EXERCISE TASK: Rewrite the items from the line with "Scan for dog's front" up to and including the last line, swapping "front leg" for "foreleg" and keeping everything else the same.

####################

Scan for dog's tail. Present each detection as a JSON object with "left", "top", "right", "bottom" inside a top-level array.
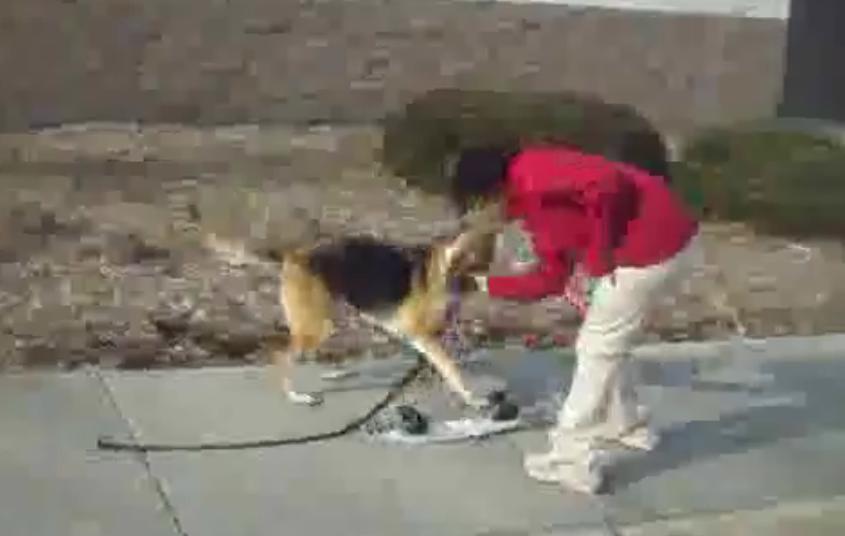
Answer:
[{"left": 202, "top": 210, "right": 328, "bottom": 268}]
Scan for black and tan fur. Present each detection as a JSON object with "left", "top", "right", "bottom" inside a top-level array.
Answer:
[{"left": 207, "top": 225, "right": 494, "bottom": 406}]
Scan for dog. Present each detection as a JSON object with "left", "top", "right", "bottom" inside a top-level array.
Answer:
[{"left": 205, "top": 225, "right": 497, "bottom": 409}]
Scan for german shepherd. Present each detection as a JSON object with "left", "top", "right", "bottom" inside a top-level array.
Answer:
[{"left": 206, "top": 226, "right": 496, "bottom": 408}]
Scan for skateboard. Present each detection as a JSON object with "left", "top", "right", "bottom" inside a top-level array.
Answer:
[{"left": 364, "top": 391, "right": 523, "bottom": 445}]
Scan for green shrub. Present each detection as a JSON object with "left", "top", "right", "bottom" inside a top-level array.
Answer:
[
  {"left": 673, "top": 126, "right": 845, "bottom": 236},
  {"left": 382, "top": 89, "right": 668, "bottom": 193}
]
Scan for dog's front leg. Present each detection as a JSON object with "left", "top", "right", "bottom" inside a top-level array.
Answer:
[
  {"left": 273, "top": 350, "right": 323, "bottom": 406},
  {"left": 411, "top": 336, "right": 489, "bottom": 409}
]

####################

PROBLEM SOLUTION:
Scan for dog's foreleg. Present each detection as a JSON object with "left", "top", "right", "bottom" inside a top-level array.
Answer:
[
  {"left": 273, "top": 350, "right": 323, "bottom": 406},
  {"left": 411, "top": 336, "right": 489, "bottom": 409}
]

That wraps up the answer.